• **FRAGMENTO PARA LEER**
Del 'guarapo' al 'englobado', un diccionario recoge las palabras de los colombianos
Las investigadoras que lideran el proyecto del Diccionario de colombianismos nos cuentan cómo han encontrado y definido las más de 8.000 palabras que componen el léxico característico de los colombianos.

BOGOTÁ, Colombia
Por: Emma Jaramillo Bernat
En una entrada similar a la de Cien años de soledad, Gabriel García Márquez cuenta aquella vez, no en la que el padre de Aureliano Buendía lo llevó a conocer el hielo sino cuando su abuelo le mostró, por primera vez, un diccionario.
Esa noche, en la que le puso el mamotreto sobre su regazo, se le despertó tal curiosidad por las palabras que aprendió a leer más pronto de lo previsto, un hecho que marcó su destino como escritor.
“Nunca lo vi como un libro de estudio, gordo y sabio, sino como un juguete para toda la vida”, dice García Márquez en el prólogo del Diccionario Clave de uso del español actual, publicado en 1997.
Y es que los diccionarios deben ser eso: juegos. Deben parecerse menos a los académicos y más a los verdaderos dueños de las palabras: a la gente de la calle, que es quien las usa y las inventa.
Ese es el objetivo del Diccionario de colombianismos: acercar las palabras colombianas a los colombianos. Registrar, en algún lugar, ese español divertido e ingenioso, para que no se pierda.
Del ‘botaratas’ al ‘amarrado’, del ‘bambuco’ al ‘currulao’, cada palabra que inventamos esconde el relato de lo que somos.
Por eso desde el 2015 un grupo de investigadores, liderados por María Clara Henríquez y Nancy Rozo, trabaja para crear un Diccionario de colombianismos, que tendrá entre 8.000 y 10.000 palabras y que se publicará en el 2018.

• **INSTRUCCIONES DE LA TAREA**
Según el fragmento, ¿en qué año se publicará el Diccionario de colombianismos?

• **DATOS REGISTRADOS**
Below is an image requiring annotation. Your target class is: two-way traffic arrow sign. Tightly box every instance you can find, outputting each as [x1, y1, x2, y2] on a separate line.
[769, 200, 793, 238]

• **RESPUESTA A LA TAREA**
En el 2018.